Start of Data for processing
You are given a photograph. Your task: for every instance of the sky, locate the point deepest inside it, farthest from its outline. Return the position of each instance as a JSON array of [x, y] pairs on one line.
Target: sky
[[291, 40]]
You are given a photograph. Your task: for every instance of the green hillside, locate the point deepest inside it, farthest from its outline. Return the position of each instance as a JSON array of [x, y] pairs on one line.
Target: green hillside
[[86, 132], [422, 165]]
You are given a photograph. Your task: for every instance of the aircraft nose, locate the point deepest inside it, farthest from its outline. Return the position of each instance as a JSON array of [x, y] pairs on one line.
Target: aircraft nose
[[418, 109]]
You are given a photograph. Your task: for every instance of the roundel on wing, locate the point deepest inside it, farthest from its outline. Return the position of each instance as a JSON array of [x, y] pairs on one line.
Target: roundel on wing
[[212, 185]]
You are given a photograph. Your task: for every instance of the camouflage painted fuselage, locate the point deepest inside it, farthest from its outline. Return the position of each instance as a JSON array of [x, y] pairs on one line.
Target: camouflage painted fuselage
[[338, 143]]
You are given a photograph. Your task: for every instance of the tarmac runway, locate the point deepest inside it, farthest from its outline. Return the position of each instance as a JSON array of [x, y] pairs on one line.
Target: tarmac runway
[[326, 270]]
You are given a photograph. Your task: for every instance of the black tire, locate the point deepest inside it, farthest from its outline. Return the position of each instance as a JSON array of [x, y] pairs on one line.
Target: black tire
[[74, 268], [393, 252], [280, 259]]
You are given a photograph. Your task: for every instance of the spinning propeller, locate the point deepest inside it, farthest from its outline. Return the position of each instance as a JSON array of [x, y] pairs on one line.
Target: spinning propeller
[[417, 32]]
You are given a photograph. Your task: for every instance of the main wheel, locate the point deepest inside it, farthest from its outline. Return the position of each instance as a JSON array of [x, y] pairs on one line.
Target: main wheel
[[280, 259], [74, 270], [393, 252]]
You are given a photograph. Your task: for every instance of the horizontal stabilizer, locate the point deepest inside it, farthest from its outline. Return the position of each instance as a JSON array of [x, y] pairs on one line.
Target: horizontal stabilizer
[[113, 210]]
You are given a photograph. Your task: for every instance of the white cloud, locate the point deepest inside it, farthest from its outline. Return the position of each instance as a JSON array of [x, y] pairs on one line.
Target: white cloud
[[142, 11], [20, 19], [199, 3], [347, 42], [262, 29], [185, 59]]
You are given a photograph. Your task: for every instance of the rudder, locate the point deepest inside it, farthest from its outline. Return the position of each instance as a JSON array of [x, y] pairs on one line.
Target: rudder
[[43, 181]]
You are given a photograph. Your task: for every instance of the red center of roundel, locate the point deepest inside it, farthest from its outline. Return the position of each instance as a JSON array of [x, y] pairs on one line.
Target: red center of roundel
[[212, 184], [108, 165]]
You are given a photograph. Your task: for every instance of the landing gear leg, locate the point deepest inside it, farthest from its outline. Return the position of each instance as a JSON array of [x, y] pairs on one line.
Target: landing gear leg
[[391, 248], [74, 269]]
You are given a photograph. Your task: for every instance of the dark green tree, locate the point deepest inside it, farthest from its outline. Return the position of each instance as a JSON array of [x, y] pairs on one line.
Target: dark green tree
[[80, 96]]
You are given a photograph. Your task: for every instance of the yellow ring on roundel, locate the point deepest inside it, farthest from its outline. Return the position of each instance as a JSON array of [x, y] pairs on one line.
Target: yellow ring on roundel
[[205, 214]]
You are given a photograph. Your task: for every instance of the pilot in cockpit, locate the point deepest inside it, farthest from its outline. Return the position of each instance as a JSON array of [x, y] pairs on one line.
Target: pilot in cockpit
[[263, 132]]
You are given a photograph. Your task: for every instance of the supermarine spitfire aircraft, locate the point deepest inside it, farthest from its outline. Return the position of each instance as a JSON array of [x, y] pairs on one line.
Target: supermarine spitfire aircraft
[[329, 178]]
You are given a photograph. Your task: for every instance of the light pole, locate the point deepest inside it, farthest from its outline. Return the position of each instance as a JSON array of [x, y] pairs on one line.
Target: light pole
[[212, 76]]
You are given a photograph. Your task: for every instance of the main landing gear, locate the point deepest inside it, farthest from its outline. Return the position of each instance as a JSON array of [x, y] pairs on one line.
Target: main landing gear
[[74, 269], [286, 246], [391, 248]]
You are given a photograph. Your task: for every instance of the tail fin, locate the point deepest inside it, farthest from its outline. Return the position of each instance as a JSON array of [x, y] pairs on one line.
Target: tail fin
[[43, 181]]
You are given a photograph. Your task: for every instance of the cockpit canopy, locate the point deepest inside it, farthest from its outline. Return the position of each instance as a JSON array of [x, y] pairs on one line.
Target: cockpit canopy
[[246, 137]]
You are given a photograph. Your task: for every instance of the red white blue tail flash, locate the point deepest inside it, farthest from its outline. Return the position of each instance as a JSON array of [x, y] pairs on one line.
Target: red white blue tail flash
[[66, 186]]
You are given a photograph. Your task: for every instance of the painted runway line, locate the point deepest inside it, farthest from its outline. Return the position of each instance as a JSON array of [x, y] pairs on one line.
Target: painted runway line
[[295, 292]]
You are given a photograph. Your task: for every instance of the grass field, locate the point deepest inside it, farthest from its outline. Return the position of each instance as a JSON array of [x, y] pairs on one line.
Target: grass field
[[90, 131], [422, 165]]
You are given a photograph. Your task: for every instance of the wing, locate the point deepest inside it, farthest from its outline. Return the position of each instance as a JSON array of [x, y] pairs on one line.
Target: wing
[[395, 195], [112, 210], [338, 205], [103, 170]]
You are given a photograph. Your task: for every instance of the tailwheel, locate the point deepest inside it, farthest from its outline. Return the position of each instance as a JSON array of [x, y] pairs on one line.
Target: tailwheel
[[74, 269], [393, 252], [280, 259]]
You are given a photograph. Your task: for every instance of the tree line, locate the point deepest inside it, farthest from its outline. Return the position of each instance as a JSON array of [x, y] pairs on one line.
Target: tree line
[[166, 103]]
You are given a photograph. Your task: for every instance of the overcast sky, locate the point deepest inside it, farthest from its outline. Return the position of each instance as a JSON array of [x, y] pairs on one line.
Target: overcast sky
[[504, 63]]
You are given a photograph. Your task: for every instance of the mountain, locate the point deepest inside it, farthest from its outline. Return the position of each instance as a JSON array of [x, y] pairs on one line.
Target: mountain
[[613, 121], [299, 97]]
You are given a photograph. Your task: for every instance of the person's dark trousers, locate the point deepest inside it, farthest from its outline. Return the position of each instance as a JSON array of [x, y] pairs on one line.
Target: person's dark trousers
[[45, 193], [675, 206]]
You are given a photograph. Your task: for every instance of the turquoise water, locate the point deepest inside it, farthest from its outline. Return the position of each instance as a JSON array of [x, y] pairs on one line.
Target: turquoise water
End of Data for processing
- **What to work on**:
Search the entries above for the word "water" and copy each line where it appears.

- **Answer space**:
You are given a photograph. Your task: for every instance of the turquoise water, locate the point deepest inside it, farthest from its outline. Return the position of each instance as a JSON array of [x, y] pairs on one line.
Target: turquoise water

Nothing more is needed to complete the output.